State how many lines in the rows below contain the string "walkway". Reply with the number alone.
____ Listing
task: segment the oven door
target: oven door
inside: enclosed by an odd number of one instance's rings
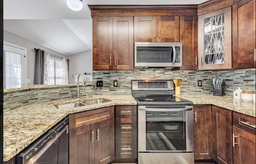
[[[138,151],[194,152],[193,106],[139,106]]]

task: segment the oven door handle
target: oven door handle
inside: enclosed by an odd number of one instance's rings
[[[173,111],[191,111],[193,109],[191,108],[138,108],[139,110],[143,111],[148,111],[151,112],[173,112]]]

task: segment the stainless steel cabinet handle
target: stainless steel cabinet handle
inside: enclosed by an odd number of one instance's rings
[[[96,138],[98,139],[98,140],[99,140],[99,139],[100,139],[100,137],[99,137],[99,136],[100,135],[99,133],[100,133],[100,129],[97,129],[97,130],[96,130]]]
[[[194,118],[194,119],[196,121],[196,112],[195,112],[194,114],[195,114],[195,118]]]
[[[156,29],[154,29],[154,38],[156,38]]]
[[[249,123],[250,123],[250,122],[244,122],[244,121],[240,121],[240,123],[242,123],[242,124],[244,124],[245,125],[248,126],[250,127],[251,127],[252,128],[256,128],[256,125],[252,125],[249,124]]]
[[[116,66],[116,57],[115,56],[115,66]]]
[[[110,57],[110,65],[111,65],[111,56]]]
[[[196,60],[196,63],[194,63],[196,64],[196,65],[197,65],[197,56],[196,57],[195,60]]]
[[[239,142],[235,142],[235,137],[238,137],[239,136],[235,136],[235,134],[233,133],[233,147],[235,146],[235,144],[239,144]]]
[[[93,130],[91,130],[91,140],[93,143]]]
[[[130,110],[122,110],[121,111],[121,114],[122,115],[130,115],[132,114],[132,111]]]

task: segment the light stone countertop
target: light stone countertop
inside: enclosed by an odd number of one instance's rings
[[[79,86],[82,85],[82,83],[79,83]],[[86,83],[86,85],[94,85],[96,84],[94,82],[90,82]],[[45,85],[43,84],[34,84],[32,85],[27,85],[20,86],[19,87],[14,88],[4,88],[3,92],[4,93],[11,92],[15,91],[24,91],[29,89],[40,89],[50,88],[55,88],[62,87],[74,87],[77,85],[77,83],[70,83],[68,84],[61,84],[56,85]]]
[[[110,101],[66,109],[55,105],[96,99]],[[68,115],[116,105],[136,105],[131,95],[93,95],[32,104],[4,113],[4,161],[7,161]]]
[[[252,101],[234,99],[227,96],[213,96],[210,94],[181,95],[178,97],[196,104],[212,104],[255,117],[256,104]]]
[[[255,117],[255,103],[252,102],[209,94],[182,94],[179,97],[192,101],[194,104],[212,104]],[[96,99],[111,101],[66,109],[58,109],[54,106]],[[90,99],[66,99],[32,104],[4,112],[4,161],[14,156],[69,114],[112,105],[135,105],[137,102],[131,95],[98,95]]]

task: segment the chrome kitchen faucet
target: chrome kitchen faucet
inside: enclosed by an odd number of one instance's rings
[[[80,89],[79,88],[79,77],[80,75],[82,75],[82,77],[83,77],[83,86],[84,86],[85,84],[85,85],[86,85],[86,81],[85,79],[84,79],[84,77],[82,73],[79,73],[77,76],[77,88],[76,89],[76,95],[77,98],[78,99],[80,99]]]

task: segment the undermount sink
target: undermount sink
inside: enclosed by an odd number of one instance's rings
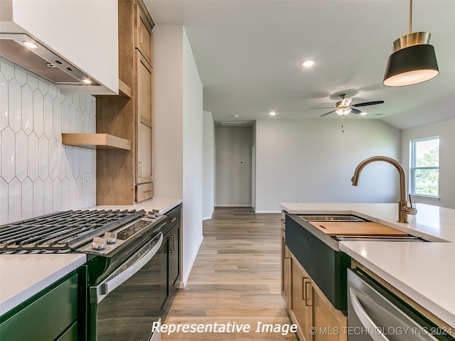
[[[353,215],[299,215],[299,217],[307,222],[368,222]]]

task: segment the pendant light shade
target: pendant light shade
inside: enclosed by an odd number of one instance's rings
[[[429,44],[414,45],[390,55],[382,83],[387,87],[404,87],[429,80],[439,74],[434,48]]]
[[[412,0],[410,3],[410,34],[393,42],[382,84],[404,87],[421,83],[439,74],[434,48],[429,45],[429,32],[412,32]]]

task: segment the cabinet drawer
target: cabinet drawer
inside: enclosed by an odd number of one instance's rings
[[[141,183],[136,186],[136,201],[147,200],[154,197],[154,183]]]
[[[75,322],[73,325],[55,341],[78,341],[80,339],[77,338],[77,322]]]
[[[0,335],[9,341],[50,341],[77,317],[77,274],[74,274],[2,323]]]

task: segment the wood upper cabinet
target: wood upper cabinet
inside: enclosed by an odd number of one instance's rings
[[[153,44],[154,36],[151,32],[153,28],[151,18],[145,11],[145,9],[139,5],[135,6],[136,15],[136,29],[135,32],[135,46],[146,60],[153,66]]]
[[[119,75],[130,97],[97,99],[97,133],[132,142],[97,153],[97,205],[153,197],[153,21],[142,0],[119,1]]]

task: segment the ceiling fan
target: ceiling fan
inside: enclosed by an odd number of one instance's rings
[[[346,116],[348,114],[361,114],[362,111],[358,109],[355,109],[357,107],[366,107],[367,105],[375,105],[375,104],[381,104],[384,103],[384,101],[373,101],[373,102],[364,102],[363,103],[357,103],[356,104],[351,104],[353,102],[353,99],[350,97],[346,97],[346,94],[340,94],[340,97],[341,97],[341,100],[336,102],[335,104],[335,109],[331,112],[326,112],[326,114],[321,115],[321,117],[323,116],[328,115],[331,114],[332,112],[336,112],[337,114],[340,116]],[[311,108],[311,109],[333,109],[331,107],[324,107],[324,108]]]

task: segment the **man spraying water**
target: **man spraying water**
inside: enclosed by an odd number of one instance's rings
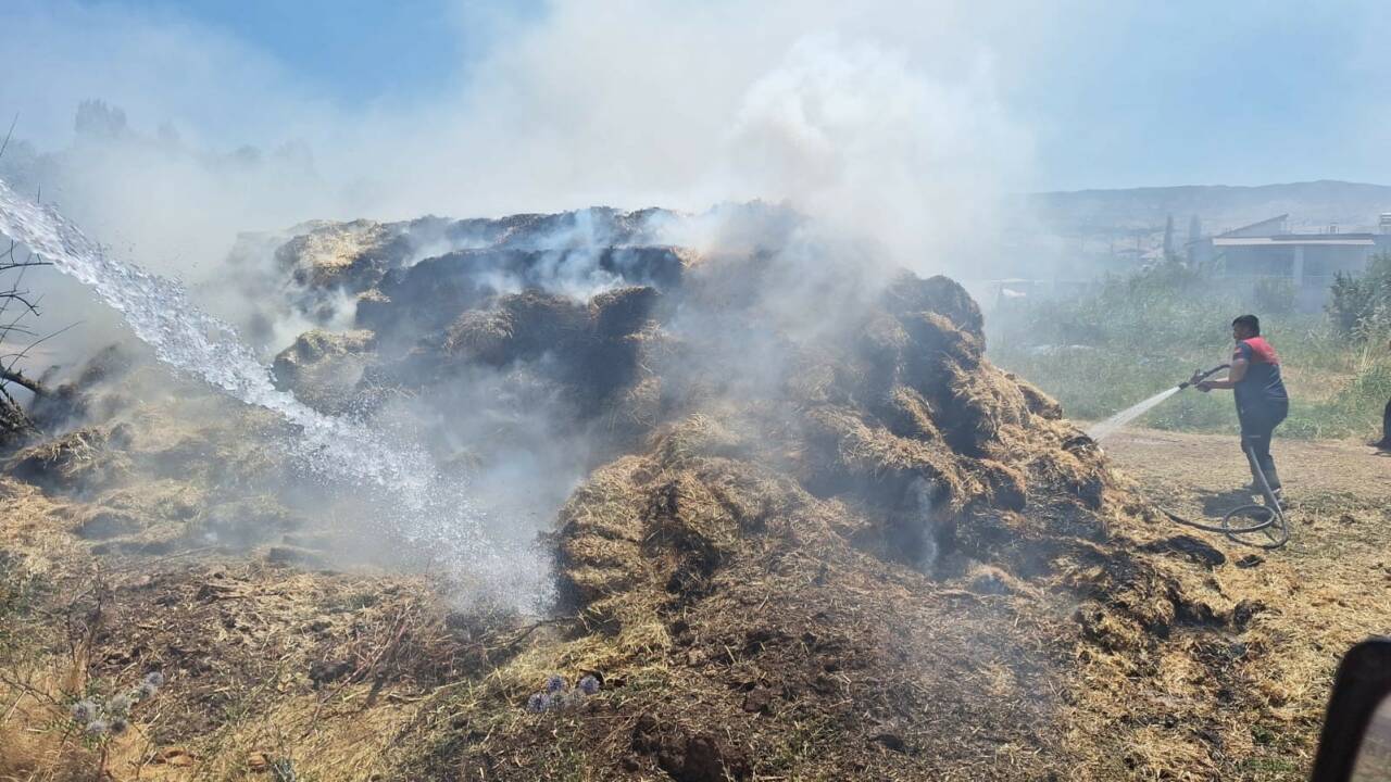
[[[1289,394],[1280,378],[1280,356],[1260,335],[1260,320],[1244,314],[1231,321],[1231,335],[1237,348],[1231,355],[1231,369],[1221,380],[1203,380],[1195,373],[1191,383],[1199,391],[1231,388],[1237,398],[1237,420],[1241,422],[1241,448],[1252,454],[1252,486],[1260,491],[1259,465],[1276,498],[1281,497],[1280,474],[1270,455],[1270,438],[1289,413]]]

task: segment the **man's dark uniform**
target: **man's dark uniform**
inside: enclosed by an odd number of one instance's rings
[[[1270,436],[1289,415],[1289,395],[1280,378],[1280,356],[1262,337],[1237,342],[1232,360],[1246,359],[1246,374],[1232,387],[1237,398],[1237,420],[1241,422],[1241,448],[1255,451],[1256,463],[1266,473],[1270,488],[1280,488],[1276,461],[1270,456]],[[1260,479],[1251,474],[1259,488]]]

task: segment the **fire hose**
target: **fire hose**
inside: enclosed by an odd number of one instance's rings
[[[1202,383],[1209,376],[1227,369],[1230,365],[1219,365],[1213,369],[1198,374],[1196,380],[1187,380],[1178,384],[1180,391],[1188,388],[1189,385],[1196,385]],[[1266,472],[1260,469],[1260,462],[1256,459],[1256,449],[1246,448],[1246,461],[1251,462],[1251,474],[1256,476],[1256,481],[1260,484],[1260,493],[1264,495],[1266,504],[1251,502],[1248,505],[1239,505],[1227,511],[1221,518],[1219,525],[1205,525],[1200,522],[1193,522],[1185,519],[1178,513],[1159,505],[1159,509],[1164,512],[1170,520],[1180,525],[1187,525],[1193,529],[1200,529],[1205,532],[1217,532],[1225,534],[1232,543],[1239,543],[1244,545],[1255,545],[1257,548],[1280,548],[1281,545],[1289,543],[1289,523],[1285,520],[1284,508],[1280,506],[1280,498],[1270,488],[1270,481],[1266,480]],[[1235,519],[1249,519],[1248,523],[1237,523]],[[1263,541],[1251,540],[1244,536],[1253,533],[1264,533]]]

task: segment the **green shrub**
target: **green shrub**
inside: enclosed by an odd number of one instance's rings
[[[1346,337],[1366,341],[1391,334],[1391,253],[1372,256],[1362,277],[1340,271],[1330,288],[1327,310]]]
[[[1391,262],[1385,262],[1391,269]],[[1360,281],[1356,281],[1360,284]],[[1385,341],[1351,340],[1331,314],[1303,314],[1253,305],[1205,270],[1178,263],[1109,277],[1072,299],[1025,302],[986,319],[990,359],[1034,381],[1078,420],[1100,420],[1231,358],[1231,319],[1262,316],[1287,367],[1289,419],[1281,434],[1369,436],[1391,397]],[[1278,294],[1278,295],[1277,295]],[[1292,292],[1291,292],[1292,295]],[[1267,302],[1270,303],[1270,302]],[[1374,319],[1363,319],[1362,328]],[[1341,385],[1330,392],[1330,377]],[[1342,380],[1351,378],[1351,380]],[[1234,431],[1230,392],[1185,391],[1159,405],[1141,426]]]

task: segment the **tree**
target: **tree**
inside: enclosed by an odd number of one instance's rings
[[[18,117],[15,117],[18,121]],[[14,122],[4,141],[0,141],[0,156],[4,156],[14,134]],[[33,420],[17,398],[17,388],[24,388],[35,397],[47,395],[47,388],[35,378],[25,377],[19,369],[29,351],[45,338],[31,331],[25,321],[39,314],[38,302],[24,288],[24,274],[31,267],[45,266],[33,253],[25,257],[17,255],[18,245],[11,241],[8,249],[0,253],[0,445],[22,440],[38,431]],[[21,341],[26,341],[19,346]]]
[[[28,437],[36,431],[33,420],[15,397],[15,387],[36,397],[49,390],[35,378],[26,377],[19,363],[42,342],[25,321],[39,314],[39,306],[24,288],[24,274],[33,266],[43,266],[33,253],[25,257],[17,255],[18,245],[0,255],[0,444]],[[19,342],[28,341],[24,346]]]

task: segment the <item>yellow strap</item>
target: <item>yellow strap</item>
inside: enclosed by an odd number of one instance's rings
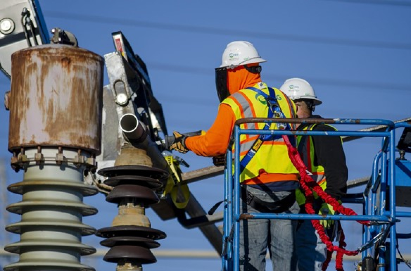
[[[165,156],[166,160],[169,164],[169,171],[170,176],[167,180],[166,187],[163,196],[170,194],[173,203],[179,209],[184,209],[187,206],[190,199],[190,190],[187,184],[181,185],[181,170],[178,162],[173,155]],[[176,185],[177,185],[176,186]],[[179,194],[179,191],[180,193]],[[182,195],[184,197],[182,202],[179,202],[177,198],[178,195]]]

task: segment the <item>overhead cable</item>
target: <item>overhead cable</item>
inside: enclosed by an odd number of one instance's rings
[[[255,30],[238,30],[233,29],[224,29],[220,28],[196,26],[178,24],[168,23],[158,23],[141,21],[136,19],[107,17],[105,16],[69,13],[55,11],[46,10],[44,13],[47,17],[60,20],[73,19],[110,25],[117,24],[127,25],[129,27],[142,27],[149,28],[178,31],[183,32],[193,32],[196,33],[207,33],[211,35],[227,36],[238,36],[257,39],[285,40],[287,41],[320,43],[335,45],[345,45],[361,47],[411,50],[411,44],[406,42],[396,42],[383,41],[359,40],[350,39],[342,39],[332,37],[316,37],[312,35],[293,35],[290,34],[258,32]]]

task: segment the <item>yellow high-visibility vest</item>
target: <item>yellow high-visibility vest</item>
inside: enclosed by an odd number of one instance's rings
[[[263,83],[256,84],[254,87],[259,88],[268,95],[268,87]],[[295,105],[285,94],[274,88],[276,97],[285,118],[294,118]],[[242,89],[230,95],[222,103],[230,106],[236,119],[245,118],[266,118],[269,108],[265,98],[256,91],[248,89]],[[265,123],[245,123],[241,129],[263,130]],[[293,129],[294,125],[291,125]],[[272,123],[270,129],[277,129],[276,123]],[[242,159],[252,147],[259,136],[241,134],[240,136],[240,159]],[[233,151],[234,151],[233,147]],[[258,151],[247,164],[240,176],[240,182],[258,176],[260,170],[268,173],[298,174],[298,171],[289,157],[287,146],[281,137],[274,140],[264,141]]]

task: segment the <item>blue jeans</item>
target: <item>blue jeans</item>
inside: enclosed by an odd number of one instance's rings
[[[310,220],[304,220],[297,230],[296,253],[298,271],[321,271],[327,257],[327,247]]]
[[[282,199],[291,192],[266,192],[247,187],[254,196],[267,202]],[[260,213],[242,200],[242,213]],[[287,213],[298,213],[300,207],[296,202]],[[298,221],[279,219],[249,219],[240,221],[240,270],[241,271],[265,271],[267,249],[272,263],[273,271],[293,271],[293,262],[296,229]]]

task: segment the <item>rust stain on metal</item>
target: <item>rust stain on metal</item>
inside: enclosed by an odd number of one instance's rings
[[[9,149],[62,146],[101,151],[103,59],[60,44],[12,56]]]
[[[248,213],[243,213],[240,215],[240,219],[252,219],[254,216]]]

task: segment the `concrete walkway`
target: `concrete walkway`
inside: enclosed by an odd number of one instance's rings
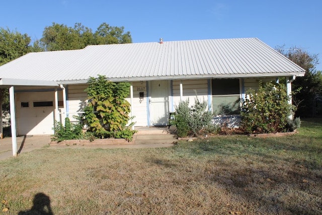
[[[133,136],[133,141],[128,144],[115,145],[50,145],[50,136],[27,136],[17,137],[18,155],[41,148],[52,149],[142,149],[170,147],[177,140],[173,134],[173,129],[167,127],[136,127],[138,133]],[[13,157],[11,137],[0,139],[0,160]]]

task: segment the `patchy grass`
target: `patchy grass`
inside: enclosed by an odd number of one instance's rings
[[[321,120],[304,120],[299,131],[24,153],[0,162],[3,213],[50,203],[54,214],[321,214]]]

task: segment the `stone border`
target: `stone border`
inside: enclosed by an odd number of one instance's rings
[[[60,142],[52,141],[49,143],[50,145],[132,145],[135,143],[135,140],[133,138],[132,141],[129,141],[125,139],[116,139],[109,138],[106,139],[95,139],[93,141],[88,139],[69,139],[63,140]]]

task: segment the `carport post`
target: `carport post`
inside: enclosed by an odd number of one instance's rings
[[[17,156],[17,136],[16,135],[16,111],[15,108],[15,89],[14,86],[9,88],[9,98],[10,99],[10,118],[11,120],[11,136],[12,139],[12,153],[14,156]]]
[[[180,80],[180,101],[183,99],[183,87],[182,87],[182,80]]]

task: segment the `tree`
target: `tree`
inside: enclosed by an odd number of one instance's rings
[[[301,48],[295,46],[285,49],[285,46],[278,47],[276,50],[306,70],[303,77],[297,77],[292,83],[292,90],[301,88],[293,95],[293,101],[297,107],[296,115],[298,116],[311,116],[314,113],[313,101],[322,95],[322,74],[316,71],[318,63],[318,55],[310,54]]]
[[[0,66],[27,53],[42,51],[37,41],[33,46],[31,45],[31,42],[27,34],[0,27]],[[0,89],[0,107],[6,110],[9,109],[8,89]]]
[[[0,28],[0,65],[32,51],[31,41],[27,34]]]
[[[130,84],[114,83],[106,80],[104,76],[90,77],[86,91],[88,105],[84,108],[82,121],[89,131],[100,138],[124,138],[131,140],[135,131],[130,129],[134,124],[129,120],[130,104],[125,99],[130,93]]]
[[[27,34],[11,31],[0,27],[0,66],[33,51],[31,40]],[[0,113],[3,109],[9,110],[8,89],[0,89]],[[0,133],[3,133],[2,120],[0,120]]]
[[[130,32],[124,33],[124,30],[123,27],[110,26],[104,23],[93,33],[81,23],[76,23],[72,28],[53,23],[45,28],[40,44],[46,51],[57,51],[79,49],[89,45],[131,43]]]

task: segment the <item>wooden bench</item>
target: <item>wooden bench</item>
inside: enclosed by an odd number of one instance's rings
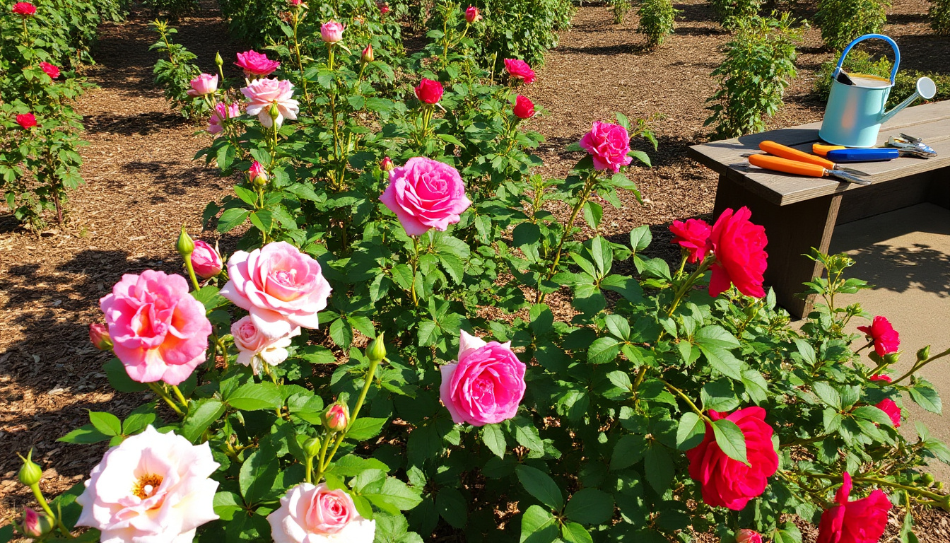
[[[836,224],[923,202],[950,209],[950,101],[907,107],[881,127],[878,138],[879,145],[902,132],[922,138],[937,157],[845,165],[871,174],[867,186],[759,169],[743,156],[761,152],[758,145],[765,140],[811,152],[820,126],[812,123],[694,145],[688,153],[719,173],[714,217],[727,207],[746,205],[752,222],[766,227],[766,286],[773,287],[778,302],[797,318],[807,316],[813,303],[796,296],[802,283],[823,272],[802,255],[811,247],[826,252]]]

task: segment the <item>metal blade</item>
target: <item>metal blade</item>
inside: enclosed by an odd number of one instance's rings
[[[866,179],[861,179],[860,177],[858,177],[856,175],[851,175],[849,173],[845,173],[843,171],[838,171],[836,169],[834,169],[834,170],[827,170],[826,169],[825,171],[828,172],[828,175],[833,175],[833,176],[837,177],[838,179],[843,179],[843,180],[845,180],[845,181],[846,181],[848,183],[854,183],[854,184],[871,184],[871,182],[868,181],[868,180],[866,180]]]

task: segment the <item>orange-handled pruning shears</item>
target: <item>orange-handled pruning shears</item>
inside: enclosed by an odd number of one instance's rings
[[[809,177],[825,177],[826,175],[830,175],[833,177],[837,177],[839,179],[843,179],[845,181],[856,183],[858,184],[871,184],[871,182],[867,181],[866,179],[861,179],[860,177],[851,175],[849,173],[846,173],[844,171],[828,169],[823,165],[816,164],[798,162],[794,160],[785,159],[781,157],[773,157],[770,155],[750,155],[749,164],[766,169],[783,171],[785,173],[794,173],[798,175],[807,175]]]

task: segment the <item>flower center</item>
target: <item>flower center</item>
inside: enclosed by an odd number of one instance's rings
[[[157,475],[155,474],[148,474],[139,477],[139,480],[135,481],[132,485],[132,494],[139,496],[140,499],[145,499],[151,497],[155,489],[162,485],[162,475]]]

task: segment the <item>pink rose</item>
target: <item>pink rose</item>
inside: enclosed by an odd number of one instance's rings
[[[125,274],[99,301],[112,351],[132,380],[177,385],[204,361],[211,322],[180,275]]]
[[[200,240],[195,242],[195,250],[191,252],[191,265],[201,279],[211,279],[221,273],[221,268],[224,267],[218,249]]]
[[[228,106],[223,102],[218,102],[215,105],[215,110],[211,112],[211,118],[208,119],[208,133],[220,132],[224,129],[224,121],[234,119],[238,115],[240,115],[240,108],[238,107],[237,104]]]
[[[534,83],[534,70],[523,60],[506,58],[504,59],[504,69],[508,71],[508,75],[515,81],[520,80],[524,83]]]
[[[442,94],[446,89],[442,84],[431,79],[422,78],[419,86],[415,87],[416,98],[424,104],[438,104],[442,100]]]
[[[41,62],[40,69],[43,70],[43,73],[48,75],[50,79],[56,79],[60,76],[59,68],[49,64],[48,62]]]
[[[877,489],[865,498],[848,501],[851,475],[845,472],[835,495],[838,505],[822,514],[817,543],[878,543],[887,528],[890,500]]]
[[[280,68],[279,62],[255,50],[238,53],[238,62],[235,64],[244,70],[245,77],[266,77]]]
[[[320,26],[320,39],[328,44],[335,44],[343,39],[343,25],[330,20]]]
[[[76,526],[101,531],[102,541],[186,543],[212,520],[218,463],[208,443],[192,445],[174,432],[147,426],[103,456],[92,469]]]
[[[296,120],[300,111],[299,103],[293,99],[294,84],[286,79],[257,79],[240,89],[250,103],[247,105],[247,114],[256,115],[264,126],[270,128],[276,122],[279,128],[284,118]],[[271,118],[271,105],[277,107],[276,119]]]
[[[254,375],[260,373],[262,362],[276,366],[287,359],[287,347],[291,339],[300,335],[296,326],[286,336],[271,338],[257,328],[250,317],[241,317],[231,324],[231,335],[238,347],[238,363],[251,366]]]
[[[255,326],[270,338],[288,336],[296,326],[316,328],[332,290],[320,264],[286,242],[236,251],[228,274],[220,295],[249,311]]]
[[[530,119],[534,117],[534,103],[526,96],[521,94],[515,98],[515,117],[519,119]]]
[[[765,248],[769,243],[764,226],[749,221],[752,212],[748,207],[738,211],[726,209],[712,225],[710,242],[715,262],[712,266],[710,296],[719,296],[734,284],[746,296],[762,298],[762,274],[766,271]]]
[[[379,199],[409,236],[421,236],[429,228],[445,231],[471,205],[459,172],[426,157],[411,158],[390,170],[390,185]]]
[[[511,341],[485,343],[462,330],[459,359],[439,369],[439,397],[456,424],[507,420],[524,397],[525,366],[511,351]]]
[[[630,152],[630,136],[627,129],[619,125],[594,121],[591,131],[580,138],[580,146],[594,159],[594,169],[620,171],[621,165],[629,165],[634,159]]]
[[[894,423],[894,428],[901,427],[901,408],[894,403],[893,399],[885,398],[879,401],[875,407],[886,413],[887,417],[890,417],[891,422]]]
[[[191,80],[191,88],[188,89],[188,96],[203,96],[214,94],[218,90],[218,76],[210,73],[202,73]]]
[[[267,516],[275,543],[372,543],[376,522],[356,512],[350,495],[310,483],[287,491]]]
[[[670,231],[674,236],[671,242],[686,249],[692,263],[702,262],[706,254],[712,249],[710,244],[712,228],[706,221],[700,219],[687,219],[686,223],[674,221],[673,224],[670,224]]]
[[[766,410],[761,407],[747,407],[731,415],[710,411],[710,418],[732,420],[742,430],[749,465],[727,456],[707,423],[703,442],[686,452],[690,476],[699,482],[707,505],[739,511],[749,500],[762,495],[769,477],[778,470],[772,428],[766,422]]]
[[[886,317],[878,315],[871,320],[870,326],[858,326],[858,330],[864,332],[867,338],[874,341],[874,352],[879,357],[896,353],[901,347],[901,335],[897,333]]]
[[[36,117],[32,113],[21,113],[16,116],[16,124],[24,129],[29,129],[36,126]]]

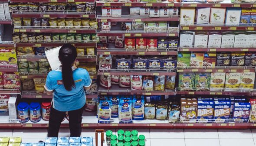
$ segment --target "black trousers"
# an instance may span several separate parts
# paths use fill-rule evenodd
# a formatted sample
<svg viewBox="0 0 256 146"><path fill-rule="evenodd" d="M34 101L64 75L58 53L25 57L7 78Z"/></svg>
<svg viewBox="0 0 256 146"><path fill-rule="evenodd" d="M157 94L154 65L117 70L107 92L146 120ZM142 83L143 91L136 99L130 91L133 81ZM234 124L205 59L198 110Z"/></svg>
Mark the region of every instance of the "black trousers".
________
#### Answer in full
2